-- begin EXTRACT --
I'm none too happy that some judges still seem to be siding with DCAs and seemingly brushing aside anything that we have assumed to be "necessary" for DCAs to have a winning case. 

 

Reading a recent "summary" from another poster (another thread with case similar to mine - very old, illegible application form, no default notice, reliance on their own software to prove it was ever sent) and the judgment made in favour of the DCA and even suggesting that there was no "agreement with the DCA, they simply owned the debt, not the agreement" 

Makes me very nervous. 

 

Especially if cases like this will be judged on "probability" - the probability that if I signed the original application form, then I must have taken out the credit card and racked up the alleged debt as shown in statements enclosed in their WS (and dated some ten years later).

 

Is it ok to post some "evidence" I've found from elsewhere? 

 

This is in line with my fears that regardless of how hard one tries to rebut the "lack of evidence" produced by DCAs for chasing these very old "alleged" debts, it does appear to come down to the luck of what judge you get on the day and how much they can be swayed by the DCA solicitor. 

 

A quick Google search produced the following - from one case - this related to a credit agreement - which resulted in someone being made bankrupt - that person appealed the bankruptcy order on the grounds of defective credit agreement and default notice and this was the appeal judge's decision:

 

  1. The necessary formalities for the entry into the regulated consumer credit agreement (which related to the debt in issue) were not complied with;
  2. The default notice served in respect of that credit agreement was defective.
  3.  

The First Ground

The Appellant argued that she did not receive the terms and conditions when she entered into the credit agreement and, accordingly, section 61 of the Consumer Credit Act 1974 (“CCA”) had not been complied with and the agreement could not be enforced. The agreement had been entered in 1995 and, whilst it had provided a microfiche copy of the front page of the application, the Respondent had been unable to provide a copy of the terms.

 

Despite the terms not being produced, the District Judge had found that, in the circumstances, it was very likely that such terms existed and would have been provided to the Appellant when she entered into the Agreement. Mr Justice Mann held that this was a finding that the District Judge was entitled to make.
-- end EXTRACT --
§ **THE REQUEST**: Please answer from the forum post: in what year was the credit agreement in the appeal case entered into? The listing that comes next has no connection to the forum post.
-- begin MATERIAL SHOWN --
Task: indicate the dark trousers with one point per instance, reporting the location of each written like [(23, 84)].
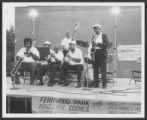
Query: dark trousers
[(99, 65), (53, 67), (28, 67), (64, 71)]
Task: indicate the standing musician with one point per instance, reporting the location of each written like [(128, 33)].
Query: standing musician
[(65, 43), (29, 56), (99, 45), (43, 68), (73, 60)]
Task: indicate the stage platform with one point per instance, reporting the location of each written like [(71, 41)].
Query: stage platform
[(121, 98)]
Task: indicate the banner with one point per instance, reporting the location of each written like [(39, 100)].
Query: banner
[(128, 52), (48, 104)]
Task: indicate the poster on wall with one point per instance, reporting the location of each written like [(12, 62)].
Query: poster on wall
[(128, 52)]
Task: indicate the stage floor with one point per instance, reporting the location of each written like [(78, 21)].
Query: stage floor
[(121, 91)]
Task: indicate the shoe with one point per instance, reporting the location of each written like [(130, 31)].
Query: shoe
[(60, 82), (104, 86), (95, 85), (40, 83), (49, 84), (64, 84), (78, 85)]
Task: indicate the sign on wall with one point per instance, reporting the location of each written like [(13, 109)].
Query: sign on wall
[(128, 52), (48, 104)]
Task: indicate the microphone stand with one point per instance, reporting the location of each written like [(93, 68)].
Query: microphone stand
[(18, 64), (87, 81)]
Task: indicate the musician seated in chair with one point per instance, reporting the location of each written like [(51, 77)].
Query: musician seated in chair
[(74, 61), (29, 56), (54, 60)]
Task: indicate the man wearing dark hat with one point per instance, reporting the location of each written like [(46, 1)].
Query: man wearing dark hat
[(29, 56), (73, 60), (99, 47)]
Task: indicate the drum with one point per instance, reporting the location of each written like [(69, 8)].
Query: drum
[(88, 59), (88, 76)]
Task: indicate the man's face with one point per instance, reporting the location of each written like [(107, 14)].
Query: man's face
[(67, 34), (72, 46), (96, 30), (27, 44), (56, 49), (46, 45)]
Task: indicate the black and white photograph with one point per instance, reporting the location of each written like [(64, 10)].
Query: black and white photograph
[(73, 59)]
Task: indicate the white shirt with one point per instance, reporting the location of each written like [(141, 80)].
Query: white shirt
[(58, 55), (98, 39), (76, 54), (30, 58), (65, 42)]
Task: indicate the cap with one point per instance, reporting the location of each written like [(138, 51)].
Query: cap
[(97, 25), (73, 42), (47, 43)]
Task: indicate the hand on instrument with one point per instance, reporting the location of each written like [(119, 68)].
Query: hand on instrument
[(27, 54), (99, 44), (52, 54), (68, 56)]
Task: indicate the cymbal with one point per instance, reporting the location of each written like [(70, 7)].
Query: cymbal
[(82, 43)]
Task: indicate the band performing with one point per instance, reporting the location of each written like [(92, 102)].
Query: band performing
[(64, 57)]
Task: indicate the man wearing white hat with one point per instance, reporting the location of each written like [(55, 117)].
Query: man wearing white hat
[(43, 68), (73, 60), (65, 43), (99, 47)]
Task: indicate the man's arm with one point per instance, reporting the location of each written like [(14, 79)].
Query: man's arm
[(35, 54), (78, 60), (105, 43), (35, 57)]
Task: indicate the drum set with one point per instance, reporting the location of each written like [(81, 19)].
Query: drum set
[(87, 76)]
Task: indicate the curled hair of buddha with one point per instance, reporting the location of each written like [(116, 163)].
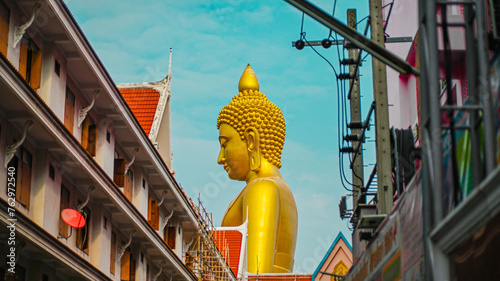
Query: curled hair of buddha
[(251, 108)]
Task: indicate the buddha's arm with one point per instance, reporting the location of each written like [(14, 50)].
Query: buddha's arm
[(262, 202)]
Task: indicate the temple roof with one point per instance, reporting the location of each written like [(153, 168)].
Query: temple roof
[(143, 103)]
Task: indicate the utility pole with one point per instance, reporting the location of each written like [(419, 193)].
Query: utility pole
[(357, 165), (383, 142)]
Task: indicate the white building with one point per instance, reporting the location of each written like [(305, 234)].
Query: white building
[(69, 139)]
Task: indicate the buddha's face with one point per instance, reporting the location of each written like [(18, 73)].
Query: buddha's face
[(233, 153)]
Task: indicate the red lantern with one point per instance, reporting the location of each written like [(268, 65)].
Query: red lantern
[(73, 218)]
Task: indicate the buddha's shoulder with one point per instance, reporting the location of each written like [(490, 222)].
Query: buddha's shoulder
[(268, 183)]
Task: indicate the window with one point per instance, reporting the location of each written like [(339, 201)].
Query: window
[(63, 227), (119, 171), (57, 68), (129, 185), (82, 239), (22, 164), (153, 213), (69, 110), (170, 236), (89, 135), (127, 272), (52, 172), (19, 275), (4, 28), (113, 254), (30, 62)]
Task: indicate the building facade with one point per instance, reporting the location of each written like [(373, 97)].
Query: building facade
[(69, 139)]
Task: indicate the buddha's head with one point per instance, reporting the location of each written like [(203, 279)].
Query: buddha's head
[(251, 130)]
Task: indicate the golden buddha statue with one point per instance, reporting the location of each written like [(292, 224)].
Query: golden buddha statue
[(251, 136)]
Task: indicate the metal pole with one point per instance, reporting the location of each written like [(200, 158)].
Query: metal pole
[(485, 93), (357, 39), (357, 157), (357, 165), (383, 140), (431, 143)]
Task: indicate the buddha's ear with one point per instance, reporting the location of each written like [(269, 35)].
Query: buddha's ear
[(253, 144)]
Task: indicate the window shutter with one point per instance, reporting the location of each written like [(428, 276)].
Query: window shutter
[(154, 215), (36, 69), (113, 254), (63, 227), (119, 176), (171, 236), (129, 184), (4, 28), (92, 139), (132, 270), (150, 208), (157, 218), (125, 267), (85, 133), (23, 60), (23, 195), (69, 115)]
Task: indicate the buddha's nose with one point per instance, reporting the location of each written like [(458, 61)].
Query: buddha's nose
[(221, 159)]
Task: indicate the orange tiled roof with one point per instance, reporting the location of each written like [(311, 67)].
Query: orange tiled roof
[(229, 244), (279, 277), (143, 103)]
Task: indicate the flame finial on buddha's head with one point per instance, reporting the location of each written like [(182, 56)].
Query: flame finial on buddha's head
[(251, 108)]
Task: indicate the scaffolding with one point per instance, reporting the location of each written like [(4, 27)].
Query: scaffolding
[(203, 257)]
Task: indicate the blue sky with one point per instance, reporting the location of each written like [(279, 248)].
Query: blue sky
[(212, 43)]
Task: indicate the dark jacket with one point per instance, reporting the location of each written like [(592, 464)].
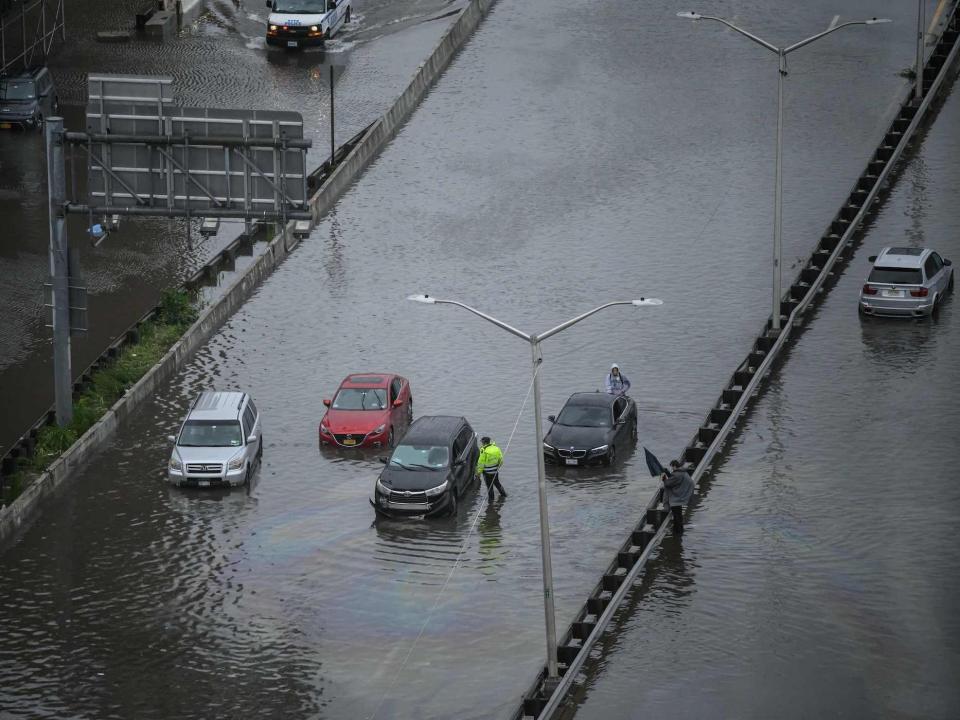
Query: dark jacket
[(677, 488)]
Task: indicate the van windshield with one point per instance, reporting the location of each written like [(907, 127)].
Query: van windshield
[(17, 90), (210, 433), (301, 7)]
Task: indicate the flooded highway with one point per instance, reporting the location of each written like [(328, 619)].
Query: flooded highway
[(537, 180), (220, 60), (821, 574)]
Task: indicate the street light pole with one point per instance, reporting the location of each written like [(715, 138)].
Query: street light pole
[(549, 613), (781, 54)]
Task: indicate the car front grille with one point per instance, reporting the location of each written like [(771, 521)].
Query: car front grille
-- end MATERIAL SHOWN --
§ **WRITTEN SOLUTION**: 1995